◆ **PROVIDED DATA**
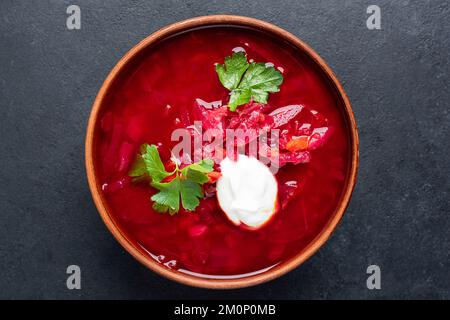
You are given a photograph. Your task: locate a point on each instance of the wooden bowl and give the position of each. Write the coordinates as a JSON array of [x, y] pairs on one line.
[[138, 252]]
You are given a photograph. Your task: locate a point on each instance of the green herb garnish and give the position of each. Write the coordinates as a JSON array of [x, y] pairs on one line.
[[183, 184], [247, 80]]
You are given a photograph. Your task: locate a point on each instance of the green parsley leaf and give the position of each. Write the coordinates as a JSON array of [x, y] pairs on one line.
[[247, 81], [185, 185]]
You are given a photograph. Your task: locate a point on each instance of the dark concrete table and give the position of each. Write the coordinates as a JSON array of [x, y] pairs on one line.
[[397, 79]]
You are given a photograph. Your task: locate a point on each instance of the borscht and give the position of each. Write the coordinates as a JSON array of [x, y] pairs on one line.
[[222, 151]]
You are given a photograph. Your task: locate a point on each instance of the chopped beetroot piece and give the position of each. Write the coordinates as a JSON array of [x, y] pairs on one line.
[[115, 185]]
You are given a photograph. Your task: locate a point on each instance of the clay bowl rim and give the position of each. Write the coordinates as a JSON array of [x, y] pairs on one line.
[[139, 254]]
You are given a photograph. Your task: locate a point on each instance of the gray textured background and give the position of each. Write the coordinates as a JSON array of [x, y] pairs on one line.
[[397, 80]]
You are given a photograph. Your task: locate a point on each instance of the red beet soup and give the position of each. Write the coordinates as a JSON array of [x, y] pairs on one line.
[[166, 88]]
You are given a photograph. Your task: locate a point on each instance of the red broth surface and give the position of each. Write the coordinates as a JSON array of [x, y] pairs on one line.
[[148, 103]]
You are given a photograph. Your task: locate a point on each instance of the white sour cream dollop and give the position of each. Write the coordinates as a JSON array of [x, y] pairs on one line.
[[247, 191]]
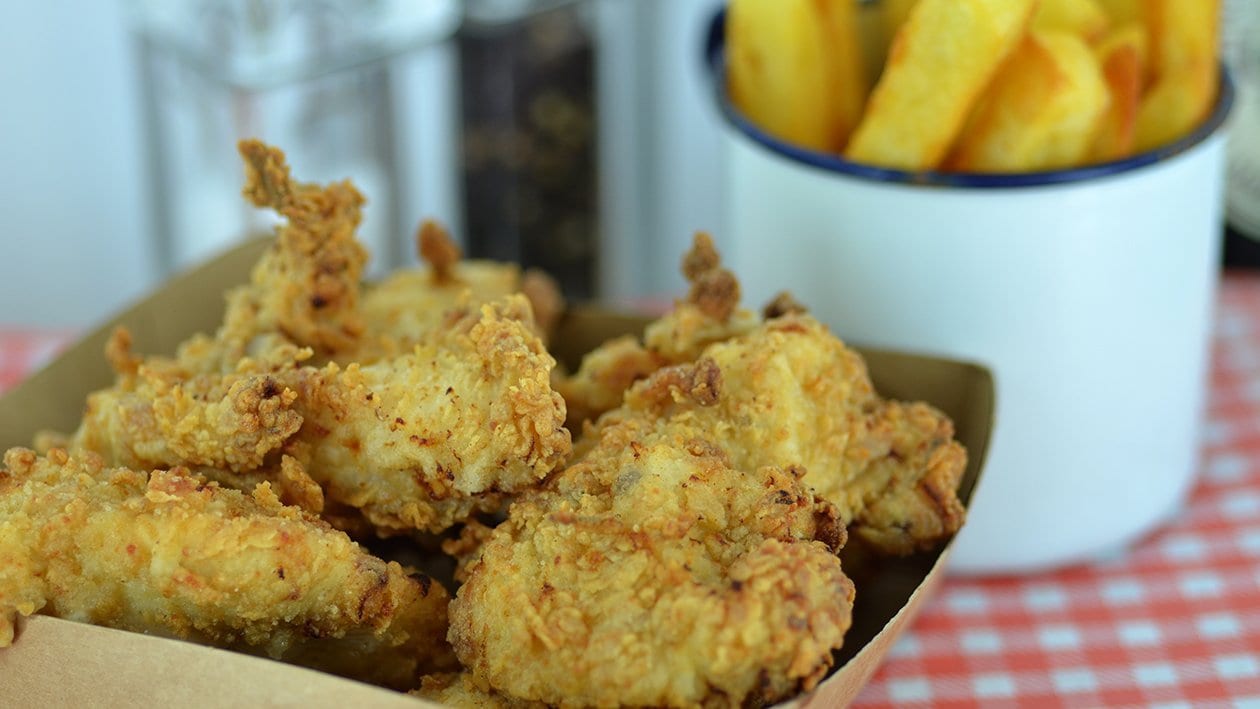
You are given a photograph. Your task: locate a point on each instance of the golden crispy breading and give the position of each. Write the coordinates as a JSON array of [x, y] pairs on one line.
[[425, 440], [169, 554], [653, 573], [794, 394], [710, 314], [604, 378], [160, 414], [306, 286], [461, 691], [408, 305]]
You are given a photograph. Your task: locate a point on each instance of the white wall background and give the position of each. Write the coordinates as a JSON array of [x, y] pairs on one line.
[[71, 210], [73, 223]]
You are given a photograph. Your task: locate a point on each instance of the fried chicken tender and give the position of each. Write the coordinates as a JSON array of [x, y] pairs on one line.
[[710, 314], [653, 572], [795, 396], [425, 440], [161, 414], [169, 554], [306, 286], [406, 306]]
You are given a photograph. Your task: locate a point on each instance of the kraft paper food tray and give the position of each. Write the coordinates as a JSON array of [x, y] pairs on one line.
[[56, 663]]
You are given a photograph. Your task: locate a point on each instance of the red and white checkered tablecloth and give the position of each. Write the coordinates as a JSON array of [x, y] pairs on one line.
[[1174, 621]]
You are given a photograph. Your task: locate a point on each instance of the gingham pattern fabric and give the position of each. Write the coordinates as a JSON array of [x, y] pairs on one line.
[[1174, 621]]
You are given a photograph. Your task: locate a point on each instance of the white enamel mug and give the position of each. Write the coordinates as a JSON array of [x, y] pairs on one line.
[[1089, 292]]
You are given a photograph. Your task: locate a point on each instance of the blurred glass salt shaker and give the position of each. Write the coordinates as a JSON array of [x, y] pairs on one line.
[[529, 137], [1241, 43], [311, 77]]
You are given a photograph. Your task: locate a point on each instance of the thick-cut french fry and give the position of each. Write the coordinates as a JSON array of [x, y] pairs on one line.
[[1123, 58], [940, 61], [1041, 111], [1123, 11], [795, 68], [847, 79], [1171, 108], [1085, 18], [1183, 33], [1183, 61]]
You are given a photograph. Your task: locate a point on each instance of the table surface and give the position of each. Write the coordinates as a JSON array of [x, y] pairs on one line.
[[1172, 621]]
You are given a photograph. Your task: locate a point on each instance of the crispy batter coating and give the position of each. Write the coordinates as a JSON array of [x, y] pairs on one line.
[[408, 305], [434, 402], [169, 554], [306, 286], [161, 414], [794, 394], [710, 314], [654, 573], [425, 440]]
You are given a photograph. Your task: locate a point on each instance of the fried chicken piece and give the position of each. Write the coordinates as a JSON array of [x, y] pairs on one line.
[[461, 691], [405, 307], [169, 554], [654, 573], [161, 414], [425, 440], [710, 314], [795, 396]]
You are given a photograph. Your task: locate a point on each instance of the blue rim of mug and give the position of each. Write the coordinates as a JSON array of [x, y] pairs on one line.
[[715, 58]]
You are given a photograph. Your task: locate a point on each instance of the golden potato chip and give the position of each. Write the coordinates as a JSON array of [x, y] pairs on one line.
[[1041, 112], [1171, 108], [794, 68], [1123, 11], [940, 61], [1085, 18], [847, 79], [1183, 33], [1123, 57]]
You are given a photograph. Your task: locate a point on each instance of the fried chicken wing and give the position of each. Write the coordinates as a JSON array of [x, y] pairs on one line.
[[654, 573], [425, 440], [461, 691], [710, 314], [450, 409], [161, 414], [410, 304], [306, 286], [795, 396], [169, 554]]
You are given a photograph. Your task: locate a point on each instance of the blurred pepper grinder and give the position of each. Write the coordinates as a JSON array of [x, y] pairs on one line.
[[529, 137], [1241, 35]]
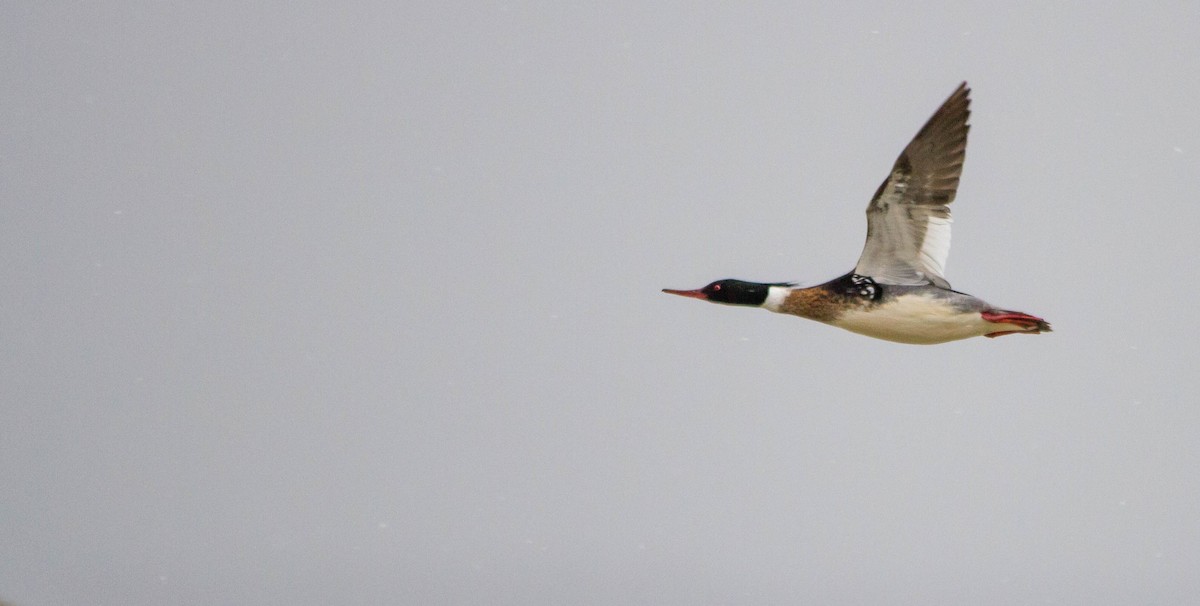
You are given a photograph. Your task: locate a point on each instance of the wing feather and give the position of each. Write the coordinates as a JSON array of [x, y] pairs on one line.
[[909, 219]]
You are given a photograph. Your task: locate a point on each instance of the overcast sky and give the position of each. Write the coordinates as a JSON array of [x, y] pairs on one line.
[[359, 304]]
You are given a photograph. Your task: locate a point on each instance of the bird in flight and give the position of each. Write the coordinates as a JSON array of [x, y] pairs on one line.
[[898, 292]]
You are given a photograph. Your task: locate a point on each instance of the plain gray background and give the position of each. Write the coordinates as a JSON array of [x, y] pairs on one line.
[[359, 304]]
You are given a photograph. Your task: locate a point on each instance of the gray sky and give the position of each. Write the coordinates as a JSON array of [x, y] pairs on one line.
[[360, 305]]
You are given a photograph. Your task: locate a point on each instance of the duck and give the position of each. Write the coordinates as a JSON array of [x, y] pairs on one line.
[[898, 291]]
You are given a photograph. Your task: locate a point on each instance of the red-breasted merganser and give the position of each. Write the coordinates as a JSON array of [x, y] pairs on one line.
[[897, 292]]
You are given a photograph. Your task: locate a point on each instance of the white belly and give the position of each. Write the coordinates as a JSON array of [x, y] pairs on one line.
[[918, 319]]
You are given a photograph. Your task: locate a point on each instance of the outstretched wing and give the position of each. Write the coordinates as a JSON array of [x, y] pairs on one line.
[[909, 219]]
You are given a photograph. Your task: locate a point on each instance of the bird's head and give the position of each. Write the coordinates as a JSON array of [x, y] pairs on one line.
[[732, 292]]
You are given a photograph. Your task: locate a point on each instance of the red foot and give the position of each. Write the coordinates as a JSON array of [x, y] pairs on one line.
[[1032, 324]]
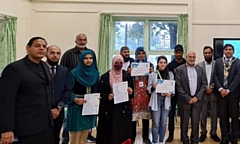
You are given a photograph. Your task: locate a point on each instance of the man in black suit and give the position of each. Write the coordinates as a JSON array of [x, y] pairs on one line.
[[26, 98], [62, 88], [210, 98], [227, 81], [190, 84]]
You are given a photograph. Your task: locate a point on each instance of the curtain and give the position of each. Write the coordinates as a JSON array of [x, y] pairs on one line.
[[183, 31], [8, 41], [104, 42]]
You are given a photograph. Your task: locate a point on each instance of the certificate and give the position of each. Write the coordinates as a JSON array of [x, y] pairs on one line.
[[165, 86], [92, 105], [120, 92], [140, 69]]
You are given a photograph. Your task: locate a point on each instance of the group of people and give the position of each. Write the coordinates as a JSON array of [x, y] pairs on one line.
[[34, 93]]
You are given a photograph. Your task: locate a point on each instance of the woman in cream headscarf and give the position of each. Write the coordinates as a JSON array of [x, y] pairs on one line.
[[115, 120]]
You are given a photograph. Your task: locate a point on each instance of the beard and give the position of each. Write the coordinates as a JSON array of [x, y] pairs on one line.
[[208, 60], [81, 46], [126, 59], [52, 63]]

◆ **ASSIGNED TASK**
Exactly as they appear, print the lines from the one holding "of the certificate" through the final line of the entries, and no others.

◆ **COMPLETED TASK**
You are given a photograph. Your task: locate a point on each instance of the certificate and give the position of each. Write the coordinates as a JSON array of [x, y] pairs on one line.
[[165, 86], [92, 105], [120, 92], [140, 69]]
You are given a photograph. Your task: locate a point on each instance of the group of people and give the position of each. Write the coordinates as a JSON array of [x, y] pairs on one line.
[[34, 93]]
You are given a photograph. Your task: locate a point on each instance of the woman in cream headscarf and give the position of each. Write the coordinates as a JSON array of [x, y] pairs on one line.
[[115, 120]]
You are given a photograph. Your task: locate a point on each instance of the beard and give the position of each. Write the coordinates as a JSON array of [x, y] pairs on one line.
[[208, 60], [81, 46], [126, 59], [52, 63]]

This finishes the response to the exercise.